#### DATA LINES ####

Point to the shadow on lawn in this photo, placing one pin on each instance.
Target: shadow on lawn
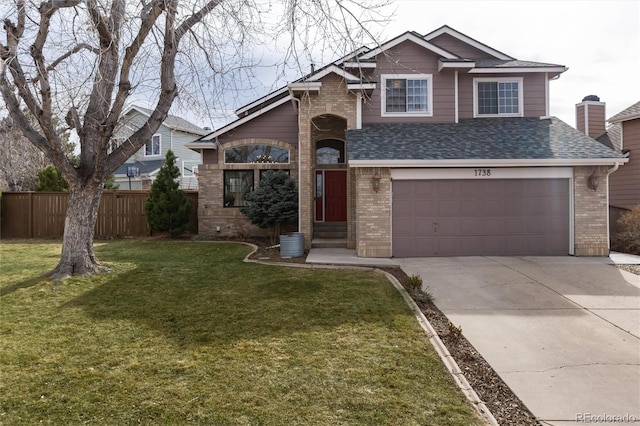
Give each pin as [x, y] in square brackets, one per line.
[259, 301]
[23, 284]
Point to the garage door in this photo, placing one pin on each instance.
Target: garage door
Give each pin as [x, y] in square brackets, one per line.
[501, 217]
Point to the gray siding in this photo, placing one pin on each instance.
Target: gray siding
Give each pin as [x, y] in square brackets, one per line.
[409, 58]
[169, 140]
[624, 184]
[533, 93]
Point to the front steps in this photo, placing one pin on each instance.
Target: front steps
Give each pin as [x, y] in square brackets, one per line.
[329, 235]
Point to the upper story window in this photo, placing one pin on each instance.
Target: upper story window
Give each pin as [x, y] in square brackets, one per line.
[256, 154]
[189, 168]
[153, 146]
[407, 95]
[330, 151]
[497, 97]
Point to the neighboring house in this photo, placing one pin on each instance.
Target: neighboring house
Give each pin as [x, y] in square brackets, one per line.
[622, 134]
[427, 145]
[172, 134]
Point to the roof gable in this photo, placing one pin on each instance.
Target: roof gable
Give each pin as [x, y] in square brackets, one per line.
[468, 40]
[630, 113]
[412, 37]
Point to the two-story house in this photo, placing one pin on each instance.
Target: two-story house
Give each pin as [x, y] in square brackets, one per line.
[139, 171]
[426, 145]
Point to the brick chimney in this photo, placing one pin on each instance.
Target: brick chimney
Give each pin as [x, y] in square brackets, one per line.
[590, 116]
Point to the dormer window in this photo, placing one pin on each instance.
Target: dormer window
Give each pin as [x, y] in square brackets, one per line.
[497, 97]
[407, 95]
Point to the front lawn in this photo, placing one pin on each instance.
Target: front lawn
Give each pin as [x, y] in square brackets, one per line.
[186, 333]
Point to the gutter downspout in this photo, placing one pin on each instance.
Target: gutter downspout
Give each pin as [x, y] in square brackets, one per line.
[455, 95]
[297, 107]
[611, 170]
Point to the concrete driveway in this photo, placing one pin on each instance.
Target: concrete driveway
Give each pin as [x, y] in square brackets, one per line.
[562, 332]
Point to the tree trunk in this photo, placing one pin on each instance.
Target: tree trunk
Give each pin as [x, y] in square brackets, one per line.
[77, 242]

####

◆ WHAT THE EXERCISE ASKS:
Copy out only the items from the line with "Point to the roof" through the end of the items, changing every "instance" to "occurrence" and leaving all else unchanged.

◆ SOLUTION TO THIS PROBLEM:
Point to the roof gable in this photo, placing one pin on each occurrence.
Target: roof gable
Give each pin as [x, y] in square brackets, one per line.
[468, 40]
[630, 113]
[412, 37]
Point to the two-story house in this photo, placing one pin on each occurrence.
Target: two-story house
Give each pin as [x, y] in square brackets, one per line.
[139, 171]
[426, 145]
Point to the brick chimney in this photo, placing one pin on each occurrence.
Target: brick chimney
Give each pin as [x, y] in square brackets, one per line.
[590, 116]
Point to the dormer window in this photo, placing one pin on each occurrence.
Target: dormer window
Give each pin as [x, y] in square brackets, one per line.
[497, 97]
[407, 95]
Point to the front lawn in this photo, placing one pin on each occurrence.
Target: front lawn
Give each pin as [x, y] in square brackets, one per line.
[186, 333]
Point to the gutter downspout in this photo, placing one pin on each occurrence.
Target: gutter downspout
Give each pin as [x, y] in square brackets, one per line.
[455, 95]
[297, 107]
[611, 170]
Point to the concrete driveway in this photo, placing one pin on each occurrence.
Target: concrete driveway
Give each pin as [x, y] in square brackets, one per line.
[562, 332]
Point to the tree trunk in this photo, placing one pin on each occurrence.
Target: tree trunk
Give each pin as [x, y] in square brackets, one per line.
[77, 242]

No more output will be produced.